- **PROBLEM TO WORK ON**
According to the passage on Jefferson and Virginia's western lands, which two counties were created as settlement advanced in Virginia's Piedmont region?

- **EXCERPT TO READ**
Virginia's vast colonial land claims provided a particularly rich environment for shaping young Thomas Jefferson's (1743-1826) understanding of the West. He lived within a community dominated by men whose western vision was shaped by the work they did as farmers, surveyors, explorers, and speculators. Perhaps of more importance was their decision to make their homes in Virginia's remote backcountry. As the seventeenth century gave way to the eighteenth, advancing settlement in Virginia's Piedmont region led to the creation of two counties central to Virginia's growth: Albemarle and Augusta. These two counties, recently described by historians as key "seed counties" of growth, provided the men, resources, and vision for expansion into southwest Virginia, Kentucky, and Tennessee (Fischer and Kelly 2000). These men ambitiously planned to extend the best elements of their society, its institutions and culture, over a new and undefined geography. It was a geography based on British Crown claims to land extending westward at least as far as the Mississippi River and possibly to the Pacific Ocean. By their way of thinking, "the West" was synonymous with "Virginia."

- **SUPPLIED DATA**
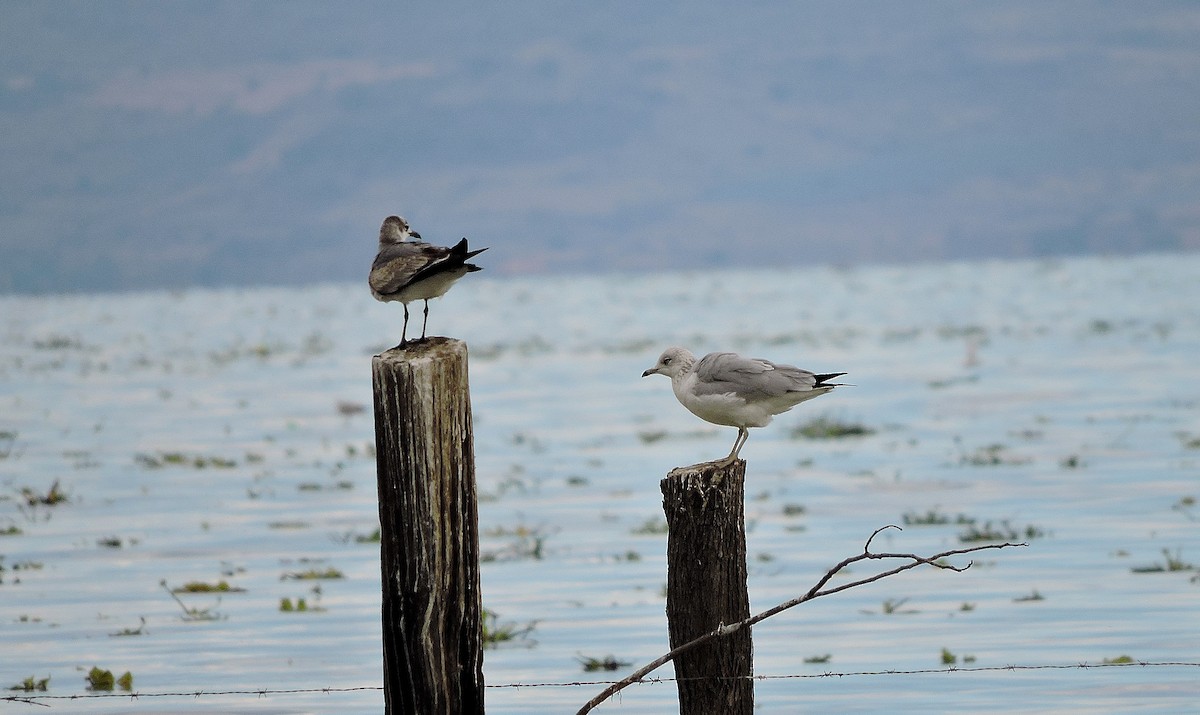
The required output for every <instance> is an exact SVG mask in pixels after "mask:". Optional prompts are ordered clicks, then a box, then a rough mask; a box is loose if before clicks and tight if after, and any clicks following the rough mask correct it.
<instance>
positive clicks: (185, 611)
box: [158, 578, 224, 621]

- **TASK SOLUTION**
Albemarle and Augusta.